Rather than doubling down on the partnership model with the government’s new ‘golden handshake’ to encourage GPs to become partners, the model should instead be phased out, writes Harry Quilter-Pinner

On the 5 July1948, the NHS was born. This new organisation joined up the nations’ private hospitals and local GPs into a single system, which was — and still is — free at the point of need. In securing its creation, the minister of state for health, Nye Bevan, utilised what has become the main tool for his successors in looking to secure reform across the NHS over the years. In his own words, he brought doctors (particularly GPs), and their trade union the BMA, on side by “stuffing their mouths with gold”.

Today, this same approach is still in use. Last week, the NHS announced its intention to address the workforce crisis in primary care, with (amongst other measures) the introduction of £20,000 “golden handshake” for GPs who sign up to be partners in their local practice. But, at IPPR, our research suggests that, whilst it may have worked in the 1948, it will not do so again today.

Of course, the government are right to recognise the scale of the workforce crisis in primary care — particularly amongst partners — but solving the problem will require a much more fundamental rethink than a “cash bung”.

This must begin with a recognition that, even as the nature of illness and patient expectations have changed, our model of care has remained (more-or-less) the same. Small practices of GPs support local patients with 5-minute appointments and referrals to specialists in hospital where necessary.

At the same time the management and regulatory requirements of running a GP practice have grown exponentially. The result is high stress and burnout amongst staff, desperate to do a good job in difficult circumstances, and poor access (and in some places quality) for patients in need of 21st century care.

Primary care at scale

The solution is “primary care at scale” — what we at IPPR call the “Neighbourhood NHS”. This would see GPs work in teams alongside a wider array of health professionals, including nurses, mental health specialists, pharmacists and link workers, in purpose build facilities, across larger populations.

This would allow GPs to spread their workload across a wider number of professionals, deliver care out of hours for working patients, and invest in diagnostics and treatment in the community, which can improve efficiency and outcomes for patients.

This is not a new idea. It is the vision that sits at the heart of the NHS long-term plan (and the Five Year Forward View before it). Notably, the NHS is in the process of introducing new groupings of GP practices, called Primary Care Networks, which will share resources (eg a wider staff team) and expand the patient care offer (eg longer opening hours).

This is undoubtedly a step in the right direction, but policy makers are still ignoring the elephant in the room. As a result of Bevan’s compromise back in 1948, most GPs are largely independent contractors.

This severely limits the extent of integration. Notably, whilst most practices are now part of a PCN and are collaborating on some level, a recent study found that less than 5 per cent of practices are ”working at scale for core general practice, with shared strategy and risk”. Put more simply: genuine integration and transformation are still the exception rather than the norm.

[Data entries]
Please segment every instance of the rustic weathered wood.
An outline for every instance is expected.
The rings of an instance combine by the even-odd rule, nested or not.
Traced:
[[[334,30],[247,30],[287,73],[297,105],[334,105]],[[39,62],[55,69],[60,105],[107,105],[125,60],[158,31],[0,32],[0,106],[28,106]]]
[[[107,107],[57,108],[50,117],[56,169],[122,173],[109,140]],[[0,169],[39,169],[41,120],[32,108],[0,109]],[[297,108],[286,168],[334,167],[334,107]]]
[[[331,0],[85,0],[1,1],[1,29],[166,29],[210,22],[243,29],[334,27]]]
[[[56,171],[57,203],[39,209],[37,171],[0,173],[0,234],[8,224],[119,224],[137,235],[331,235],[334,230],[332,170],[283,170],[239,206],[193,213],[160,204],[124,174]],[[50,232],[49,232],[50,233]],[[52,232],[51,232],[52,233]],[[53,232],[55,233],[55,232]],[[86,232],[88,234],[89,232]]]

• **Things to do**
a) Please list every health professional the GP partnership article names as working in teams alongside GPs.
b) Rename "Primary Care Networks" as "Local Care Networks" and give everything from "This is not" down to "largely independent contractors." in the GP partnership article with that change.
The data plays no part in this work.

• **Solutions to each task**
a) nurses, mental health specialists, pharmacists, link workers

b)
This is not a new idea. It is the vision that sits at the heart of the NHS long-term plan (and the Five Year Forward View before it). Notably, the NHS is in the process of introducing new groupings of GP practices, called Local Care Networks, which will share resources (eg a wider staff team) and expand the patient care offer (eg longer opening hours).

This is undoubtedly a step in the right direction, but policy makers are still ignoring the elephant in the room. As a result of Bevan’s compromise back in 1948, most GPs are largely independent contractors.